_Collection entries_.
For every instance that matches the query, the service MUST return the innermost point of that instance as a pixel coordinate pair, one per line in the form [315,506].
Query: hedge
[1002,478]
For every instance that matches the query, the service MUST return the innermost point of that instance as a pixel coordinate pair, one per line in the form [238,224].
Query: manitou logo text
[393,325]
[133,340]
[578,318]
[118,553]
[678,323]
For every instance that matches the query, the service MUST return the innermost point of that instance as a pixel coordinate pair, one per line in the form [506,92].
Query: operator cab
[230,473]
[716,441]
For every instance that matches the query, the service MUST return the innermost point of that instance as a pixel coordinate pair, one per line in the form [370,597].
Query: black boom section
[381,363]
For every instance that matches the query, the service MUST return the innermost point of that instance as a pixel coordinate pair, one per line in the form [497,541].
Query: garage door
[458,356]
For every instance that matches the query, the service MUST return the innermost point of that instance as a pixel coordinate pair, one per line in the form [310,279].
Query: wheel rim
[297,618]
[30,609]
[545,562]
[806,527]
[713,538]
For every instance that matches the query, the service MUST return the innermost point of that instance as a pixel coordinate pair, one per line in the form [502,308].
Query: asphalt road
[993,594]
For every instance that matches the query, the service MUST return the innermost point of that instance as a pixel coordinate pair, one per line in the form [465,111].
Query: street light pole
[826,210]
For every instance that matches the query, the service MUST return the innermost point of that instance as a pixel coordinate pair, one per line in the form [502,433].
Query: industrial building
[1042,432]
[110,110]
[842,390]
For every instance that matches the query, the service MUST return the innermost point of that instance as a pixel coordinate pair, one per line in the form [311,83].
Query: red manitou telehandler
---
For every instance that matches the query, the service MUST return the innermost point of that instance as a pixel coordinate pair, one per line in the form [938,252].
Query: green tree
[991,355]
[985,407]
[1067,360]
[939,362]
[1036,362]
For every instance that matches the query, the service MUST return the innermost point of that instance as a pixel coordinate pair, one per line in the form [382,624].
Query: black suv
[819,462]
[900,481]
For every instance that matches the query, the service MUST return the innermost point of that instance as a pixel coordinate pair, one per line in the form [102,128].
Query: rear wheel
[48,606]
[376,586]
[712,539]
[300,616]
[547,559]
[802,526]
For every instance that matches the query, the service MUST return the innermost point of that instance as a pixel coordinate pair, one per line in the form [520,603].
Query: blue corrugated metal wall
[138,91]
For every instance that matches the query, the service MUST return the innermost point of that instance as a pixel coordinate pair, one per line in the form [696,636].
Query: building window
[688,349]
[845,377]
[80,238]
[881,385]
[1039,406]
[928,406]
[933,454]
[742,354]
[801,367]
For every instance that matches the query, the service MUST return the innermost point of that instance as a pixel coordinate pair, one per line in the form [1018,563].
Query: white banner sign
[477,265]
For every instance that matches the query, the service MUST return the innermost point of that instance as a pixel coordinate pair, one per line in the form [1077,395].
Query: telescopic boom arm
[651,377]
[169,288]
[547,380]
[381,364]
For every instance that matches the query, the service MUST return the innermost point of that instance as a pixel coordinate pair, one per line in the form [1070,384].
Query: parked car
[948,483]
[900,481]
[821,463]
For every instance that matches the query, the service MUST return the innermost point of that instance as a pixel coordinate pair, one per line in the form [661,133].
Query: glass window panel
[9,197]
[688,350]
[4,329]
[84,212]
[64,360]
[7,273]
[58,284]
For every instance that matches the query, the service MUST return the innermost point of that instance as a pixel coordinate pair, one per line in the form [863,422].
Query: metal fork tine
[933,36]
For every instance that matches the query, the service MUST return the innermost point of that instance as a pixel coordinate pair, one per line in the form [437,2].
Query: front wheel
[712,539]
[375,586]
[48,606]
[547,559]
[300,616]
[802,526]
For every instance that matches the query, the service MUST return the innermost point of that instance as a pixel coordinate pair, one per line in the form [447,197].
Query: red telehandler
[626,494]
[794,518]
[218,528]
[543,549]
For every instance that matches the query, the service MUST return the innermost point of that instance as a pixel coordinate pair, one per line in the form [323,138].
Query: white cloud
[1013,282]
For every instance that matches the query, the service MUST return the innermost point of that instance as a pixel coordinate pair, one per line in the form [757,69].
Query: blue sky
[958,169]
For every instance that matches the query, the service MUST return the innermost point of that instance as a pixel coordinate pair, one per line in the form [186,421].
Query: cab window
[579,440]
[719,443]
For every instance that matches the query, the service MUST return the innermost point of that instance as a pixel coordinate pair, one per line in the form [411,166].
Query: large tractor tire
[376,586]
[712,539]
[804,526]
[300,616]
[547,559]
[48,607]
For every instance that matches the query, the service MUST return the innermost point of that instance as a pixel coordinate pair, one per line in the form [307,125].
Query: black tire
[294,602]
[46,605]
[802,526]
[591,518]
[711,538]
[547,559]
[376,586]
...
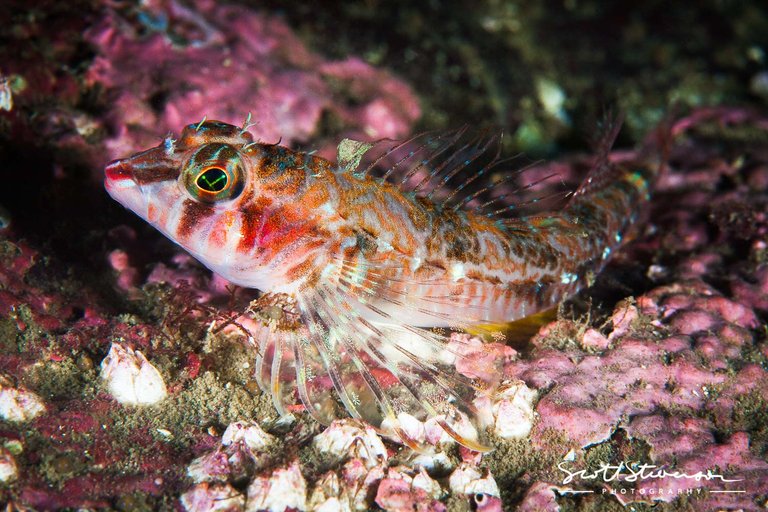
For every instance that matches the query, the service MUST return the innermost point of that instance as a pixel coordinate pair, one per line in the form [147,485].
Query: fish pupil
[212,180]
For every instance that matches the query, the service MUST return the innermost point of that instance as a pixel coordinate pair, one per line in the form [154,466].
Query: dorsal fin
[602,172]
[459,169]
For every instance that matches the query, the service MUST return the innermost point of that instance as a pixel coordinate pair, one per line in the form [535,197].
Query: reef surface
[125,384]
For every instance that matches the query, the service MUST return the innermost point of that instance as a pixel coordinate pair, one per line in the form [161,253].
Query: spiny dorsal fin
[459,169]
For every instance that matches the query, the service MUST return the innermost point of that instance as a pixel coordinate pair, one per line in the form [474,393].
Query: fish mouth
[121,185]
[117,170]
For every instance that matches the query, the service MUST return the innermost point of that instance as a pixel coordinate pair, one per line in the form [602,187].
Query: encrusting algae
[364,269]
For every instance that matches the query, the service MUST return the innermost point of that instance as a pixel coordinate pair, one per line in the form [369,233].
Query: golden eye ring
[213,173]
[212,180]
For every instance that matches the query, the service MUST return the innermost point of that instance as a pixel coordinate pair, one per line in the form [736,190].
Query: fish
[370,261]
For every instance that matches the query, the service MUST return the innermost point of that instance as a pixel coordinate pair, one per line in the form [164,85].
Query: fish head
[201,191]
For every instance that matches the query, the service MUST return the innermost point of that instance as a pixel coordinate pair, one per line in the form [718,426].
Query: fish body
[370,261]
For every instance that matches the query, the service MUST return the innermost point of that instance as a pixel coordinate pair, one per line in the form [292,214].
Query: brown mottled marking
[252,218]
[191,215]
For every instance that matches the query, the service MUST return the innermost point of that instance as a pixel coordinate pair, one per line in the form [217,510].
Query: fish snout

_Set problem_.
Write the rows from the one containing "the form [311,83]." through the one containing "Query: red manitou telehandler", both included, as a JSON list of strings with one string per line and no blank lines.

_Output_.
[
  "For every instance that matches the query, the service MUST return the innermost point of that instance as a pixel coordinate pair, one per line in the form [311,83].",
  "Query: red manitou telehandler"
]